Task details
Rewrite every entry below with "well-known text" replaced by "WKT", leaving everything else the same.

Dataset entries:

= = = = =

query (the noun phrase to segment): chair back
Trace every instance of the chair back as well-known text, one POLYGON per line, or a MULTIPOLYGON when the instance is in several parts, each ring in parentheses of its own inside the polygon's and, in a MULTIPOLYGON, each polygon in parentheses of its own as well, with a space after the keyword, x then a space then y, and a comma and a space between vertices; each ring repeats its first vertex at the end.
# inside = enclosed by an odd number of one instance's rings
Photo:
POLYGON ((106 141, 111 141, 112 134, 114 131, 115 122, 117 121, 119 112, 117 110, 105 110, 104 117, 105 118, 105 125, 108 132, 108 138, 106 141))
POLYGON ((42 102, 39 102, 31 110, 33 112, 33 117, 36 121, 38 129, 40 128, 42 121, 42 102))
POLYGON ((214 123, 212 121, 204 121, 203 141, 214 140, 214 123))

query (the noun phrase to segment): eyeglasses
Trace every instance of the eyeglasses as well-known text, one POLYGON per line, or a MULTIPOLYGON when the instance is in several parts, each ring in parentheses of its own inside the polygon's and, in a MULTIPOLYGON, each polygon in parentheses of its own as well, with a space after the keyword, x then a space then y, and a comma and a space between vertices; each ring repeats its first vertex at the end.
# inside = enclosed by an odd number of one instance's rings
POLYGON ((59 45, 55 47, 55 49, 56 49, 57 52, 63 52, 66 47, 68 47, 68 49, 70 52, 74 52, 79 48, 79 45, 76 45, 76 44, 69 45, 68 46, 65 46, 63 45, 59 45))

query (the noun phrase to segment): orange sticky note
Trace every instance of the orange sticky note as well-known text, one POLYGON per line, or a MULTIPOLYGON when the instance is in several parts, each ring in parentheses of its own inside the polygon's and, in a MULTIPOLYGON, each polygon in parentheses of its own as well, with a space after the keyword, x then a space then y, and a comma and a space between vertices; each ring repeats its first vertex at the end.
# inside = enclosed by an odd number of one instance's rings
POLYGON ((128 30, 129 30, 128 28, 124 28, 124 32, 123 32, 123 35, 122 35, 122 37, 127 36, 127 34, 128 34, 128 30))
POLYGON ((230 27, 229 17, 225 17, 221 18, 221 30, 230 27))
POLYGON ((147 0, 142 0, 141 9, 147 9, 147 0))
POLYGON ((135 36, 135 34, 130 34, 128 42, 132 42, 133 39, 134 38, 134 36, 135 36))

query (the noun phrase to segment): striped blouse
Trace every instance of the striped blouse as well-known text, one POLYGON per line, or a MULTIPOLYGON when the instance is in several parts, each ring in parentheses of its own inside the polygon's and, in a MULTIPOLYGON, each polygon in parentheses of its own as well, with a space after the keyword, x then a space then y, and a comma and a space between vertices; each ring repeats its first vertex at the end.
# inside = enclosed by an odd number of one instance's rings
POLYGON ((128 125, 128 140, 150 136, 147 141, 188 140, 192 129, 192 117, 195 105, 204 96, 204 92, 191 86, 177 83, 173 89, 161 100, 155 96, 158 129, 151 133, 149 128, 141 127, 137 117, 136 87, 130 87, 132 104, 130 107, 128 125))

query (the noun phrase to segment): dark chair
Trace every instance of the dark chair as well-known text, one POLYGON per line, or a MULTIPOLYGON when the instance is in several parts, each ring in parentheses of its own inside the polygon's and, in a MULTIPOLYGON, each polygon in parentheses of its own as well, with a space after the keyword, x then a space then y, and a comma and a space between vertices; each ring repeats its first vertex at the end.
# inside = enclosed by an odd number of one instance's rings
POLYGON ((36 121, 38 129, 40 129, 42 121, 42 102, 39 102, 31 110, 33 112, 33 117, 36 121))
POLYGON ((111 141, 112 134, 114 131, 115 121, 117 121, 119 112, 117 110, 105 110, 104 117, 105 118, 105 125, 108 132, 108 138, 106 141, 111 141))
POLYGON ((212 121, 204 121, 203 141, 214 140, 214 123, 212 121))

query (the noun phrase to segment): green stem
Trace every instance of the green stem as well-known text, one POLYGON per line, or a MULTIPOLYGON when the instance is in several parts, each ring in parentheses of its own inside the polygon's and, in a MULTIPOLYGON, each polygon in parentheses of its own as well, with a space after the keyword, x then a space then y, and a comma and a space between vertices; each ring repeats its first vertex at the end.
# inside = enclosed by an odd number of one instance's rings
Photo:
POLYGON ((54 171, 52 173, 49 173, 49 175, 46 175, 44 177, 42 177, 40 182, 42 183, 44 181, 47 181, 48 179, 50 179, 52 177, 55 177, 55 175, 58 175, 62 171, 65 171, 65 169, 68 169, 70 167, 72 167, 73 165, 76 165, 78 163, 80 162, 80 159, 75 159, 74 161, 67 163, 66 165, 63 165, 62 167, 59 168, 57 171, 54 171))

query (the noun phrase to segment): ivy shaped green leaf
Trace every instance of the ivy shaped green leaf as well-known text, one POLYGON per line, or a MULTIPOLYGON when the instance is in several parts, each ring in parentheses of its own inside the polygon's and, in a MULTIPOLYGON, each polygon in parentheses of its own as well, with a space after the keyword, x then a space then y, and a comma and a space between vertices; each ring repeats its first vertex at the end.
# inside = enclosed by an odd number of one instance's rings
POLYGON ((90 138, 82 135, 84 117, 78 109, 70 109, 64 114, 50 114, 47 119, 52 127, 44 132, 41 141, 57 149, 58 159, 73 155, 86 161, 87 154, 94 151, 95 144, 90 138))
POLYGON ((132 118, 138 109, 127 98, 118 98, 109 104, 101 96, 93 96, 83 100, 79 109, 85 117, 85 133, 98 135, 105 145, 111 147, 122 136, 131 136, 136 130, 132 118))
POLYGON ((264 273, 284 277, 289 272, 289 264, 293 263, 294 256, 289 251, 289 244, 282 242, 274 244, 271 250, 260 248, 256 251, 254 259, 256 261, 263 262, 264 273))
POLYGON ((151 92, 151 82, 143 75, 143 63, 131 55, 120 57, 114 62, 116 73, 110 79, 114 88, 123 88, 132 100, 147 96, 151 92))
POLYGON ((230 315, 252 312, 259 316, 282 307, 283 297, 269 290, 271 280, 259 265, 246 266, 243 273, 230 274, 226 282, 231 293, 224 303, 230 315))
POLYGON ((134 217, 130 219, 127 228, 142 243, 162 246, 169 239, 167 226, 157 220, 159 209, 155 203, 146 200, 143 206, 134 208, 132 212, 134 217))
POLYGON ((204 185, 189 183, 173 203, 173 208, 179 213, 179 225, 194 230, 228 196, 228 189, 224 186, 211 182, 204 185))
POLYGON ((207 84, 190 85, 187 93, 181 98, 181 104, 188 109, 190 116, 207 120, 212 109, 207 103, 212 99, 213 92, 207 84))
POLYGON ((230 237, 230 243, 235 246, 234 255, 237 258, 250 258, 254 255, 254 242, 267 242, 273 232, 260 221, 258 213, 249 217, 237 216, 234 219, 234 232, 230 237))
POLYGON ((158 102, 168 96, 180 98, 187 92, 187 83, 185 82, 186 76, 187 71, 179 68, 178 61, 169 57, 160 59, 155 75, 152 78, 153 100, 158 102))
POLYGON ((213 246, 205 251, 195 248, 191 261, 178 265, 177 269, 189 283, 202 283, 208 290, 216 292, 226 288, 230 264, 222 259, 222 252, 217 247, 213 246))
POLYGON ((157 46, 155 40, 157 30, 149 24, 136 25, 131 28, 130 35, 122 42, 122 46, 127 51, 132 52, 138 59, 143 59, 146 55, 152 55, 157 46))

= = = = =

The reply
query (the noun phrase to segment): chair back
Trace every instance of the chair back as WKT, one POLYGON per line, or a MULTIPOLYGON when the instance is in several parts, each ring in parentheses of its own inside the polygon's and, in a MULTIPOLYGON, each polygon in parentheses of its own as well, with a space after the keyword, x then a space then y, and a comma and a space between vertices; each ring repeats its first vertex at the end.
# inside = enclosed by an odd number of one instance's rings
Photo:
POLYGON ((106 141, 111 141, 112 134, 114 131, 115 122, 117 121, 119 112, 117 110, 105 110, 104 117, 105 118, 105 125, 108 132, 108 138, 106 141))
POLYGON ((42 102, 39 102, 31 110, 33 112, 33 117, 36 121, 38 129, 40 128, 42 121, 42 102))
POLYGON ((214 123, 212 121, 204 121, 203 141, 214 140, 214 123))

query (the noun phrase to segment): eyeglasses
Trace every instance of the eyeglasses as WKT, one POLYGON per line, or a MULTIPOLYGON when the instance is in several parts, each ring in parentheses of its own inside the polygon's and, in a MULTIPOLYGON, each polygon in parentheses of its own as well, with a space after the keyword, x then a space then y, and a comma and a space between vertices; each ring repeats its first vertex at the end.
# inside = enclosed by an odd number of one instance's rings
POLYGON ((59 45, 55 47, 55 49, 56 49, 57 52, 63 52, 66 47, 68 47, 68 49, 70 52, 74 52, 79 48, 79 45, 76 45, 76 44, 69 45, 68 46, 65 46, 63 45, 59 45))

query (the noun phrase to segment): orange sticky note
Trace every instance of the orange sticky note as WKT, one POLYGON per line, or a MULTIPOLYGON when the instance is in several parts, each ring in parentheses of its own inside the polygon's and, in a MULTIPOLYGON, each polygon in parentheses of its own as well, with a space after the keyword, x then a space then y, and a comma and a space between vertices; each ring repeats its first vertex at the end.
# inside = enclosed by an odd number of one instance's rings
POLYGON ((128 30, 129 30, 128 28, 124 28, 124 32, 123 32, 123 35, 122 35, 122 37, 127 36, 127 34, 128 34, 128 30))
POLYGON ((230 27, 229 17, 225 17, 221 18, 221 30, 230 27))
POLYGON ((147 0, 142 0, 141 9, 147 9, 147 0))
POLYGON ((135 36, 135 34, 130 34, 128 42, 132 42, 133 39, 134 38, 134 36, 135 36))

query (the noun phrase to segment): striped blouse
Trace every instance of the striped blouse as WKT, one POLYGON per line, or a MULTIPOLYGON when the instance is in several parts, each ring in parentheses of its own inside the polygon's and, in a MULTIPOLYGON, each polygon in parentheses of its own as well, with a space after the keyword, x then a space then y, and a comma and a space between vertices; each ring repeats its first vertex at the end.
# inside = enclosed by an odd number of one instance's rings
POLYGON ((128 125, 128 140, 150 136, 147 141, 188 140, 192 129, 192 117, 195 105, 204 96, 204 92, 191 86, 177 83, 173 89, 161 100, 155 96, 158 129, 151 133, 149 128, 141 127, 137 117, 136 87, 130 87, 132 104, 130 107, 128 125))

query (the noun phrase to segment): dark chair
Trace every instance of the dark chair as WKT, one POLYGON per line, or a MULTIPOLYGON when the instance is in several parts, each ring in parentheses of its own inside the polygon's and, in a MULTIPOLYGON, each polygon in parentheses of its own as well, with a space after the keyword, x then a space then y, and a comma and a space between vertices; each ring repeats its first vertex at the end.
# inside = enclosed by an odd number of one instance's rings
POLYGON ((36 121, 38 129, 40 129, 42 121, 42 102, 39 102, 31 110, 33 112, 33 117, 36 121))
POLYGON ((111 141, 112 134, 114 131, 115 121, 117 121, 119 112, 117 110, 105 110, 104 117, 105 118, 105 125, 108 132, 108 138, 106 141, 111 141))
POLYGON ((212 121, 204 121, 203 141, 214 140, 214 123, 212 121))

query (the noun phrase to segment): green stem
Trace every instance of the green stem as WKT, one POLYGON per line, or a MULTIPOLYGON when the instance is in several parts, each ring in parentheses of its own inside the polygon's and, in a MULTIPOLYGON, each polygon in parentheses of its own as well, with a space after the keyword, x then a space then y, and a comma and a space between vertices; each ring repeats its first vertex at the end.
# inside = enclosed by an odd number of one instance's rings
Photo:
POLYGON ((54 171, 52 173, 49 173, 49 175, 46 175, 44 177, 42 177, 40 182, 42 183, 44 181, 47 181, 48 179, 50 179, 52 177, 55 177, 55 175, 58 175, 62 171, 65 171, 65 169, 68 169, 70 167, 72 167, 73 165, 76 165, 78 163, 80 162, 80 159, 75 159, 74 161, 67 163, 66 165, 63 165, 62 167, 59 168, 57 171, 54 171))

query (the noun phrase to segment): ivy shaped green leaf
Trace every instance of the ivy shaped green leaf as WKT, one POLYGON per line, or a MULTIPOLYGON when the instance is in several parts, each ring in parentheses of its own inside the polygon's and, in a MULTIPOLYGON, each polygon in parentheses of its own as well, with a space after the keyword, x then a space then y, and a comma and a space between vertices; each ring repeats its first vertex at the end.
# inside = enclosed by an odd number of one instance's rings
POLYGON ((90 138, 82 135, 84 117, 78 109, 70 109, 64 114, 50 114, 47 119, 52 127, 44 132, 41 141, 57 149, 58 159, 73 155, 86 161, 87 154, 94 151, 95 144, 90 138))
POLYGON ((132 118, 138 109, 127 98, 118 98, 109 104, 101 96, 93 96, 83 100, 79 109, 85 117, 85 133, 98 135, 105 145, 111 147, 122 136, 131 136, 136 130, 132 118))
POLYGON ((264 273, 284 277, 289 272, 289 264, 293 263, 294 256, 289 251, 289 244, 282 242, 274 244, 271 250, 260 248, 256 251, 254 259, 256 261, 263 262, 264 273))
POLYGON ((151 92, 151 82, 143 75, 143 63, 131 55, 120 57, 114 62, 116 73, 110 79, 114 88, 123 88, 132 100, 147 96, 151 92))
POLYGON ((230 315, 252 312, 259 316, 282 307, 283 297, 269 290, 271 280, 259 265, 246 266, 243 273, 230 274, 226 282, 231 293, 224 303, 230 315))
POLYGON ((134 217, 130 219, 127 228, 142 243, 162 246, 169 239, 167 226, 157 220, 159 209, 155 203, 146 200, 143 206, 134 208, 132 212, 134 217))
POLYGON ((204 185, 189 183, 173 203, 173 208, 179 213, 179 225, 194 230, 228 196, 228 189, 224 186, 211 182, 204 185))
POLYGON ((207 84, 190 85, 187 93, 181 98, 181 104, 188 109, 190 116, 207 120, 212 109, 207 103, 212 99, 213 92, 207 84))
POLYGON ((230 237, 230 243, 235 246, 234 255, 237 258, 250 258, 254 255, 254 242, 267 242, 273 232, 260 221, 258 213, 249 217, 237 216, 234 219, 234 232, 230 237))
POLYGON ((158 102, 168 96, 180 98, 187 92, 187 83, 185 82, 186 76, 187 71, 179 68, 178 61, 169 57, 160 59, 155 75, 152 78, 153 100, 158 102))
POLYGON ((213 246, 205 251, 195 248, 191 261, 178 265, 177 269, 189 283, 202 283, 208 290, 216 292, 226 288, 230 264, 222 259, 222 252, 217 247, 213 246))
POLYGON ((157 46, 155 40, 157 30, 149 24, 136 25, 131 28, 130 35, 122 42, 122 46, 127 51, 132 52, 138 59, 143 59, 146 55, 152 55, 157 46))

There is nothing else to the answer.